Please duplicate every one of the rows below, keeping each character the same.

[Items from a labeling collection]
— begin —
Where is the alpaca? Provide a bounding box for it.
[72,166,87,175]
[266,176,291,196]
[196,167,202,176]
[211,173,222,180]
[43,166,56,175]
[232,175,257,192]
— end —
Exercise solution |
Where is the alpaca? Provide a bounding box for it.
[72,166,87,175]
[266,176,291,196]
[196,167,202,176]
[211,173,222,180]
[43,166,56,175]
[232,175,257,192]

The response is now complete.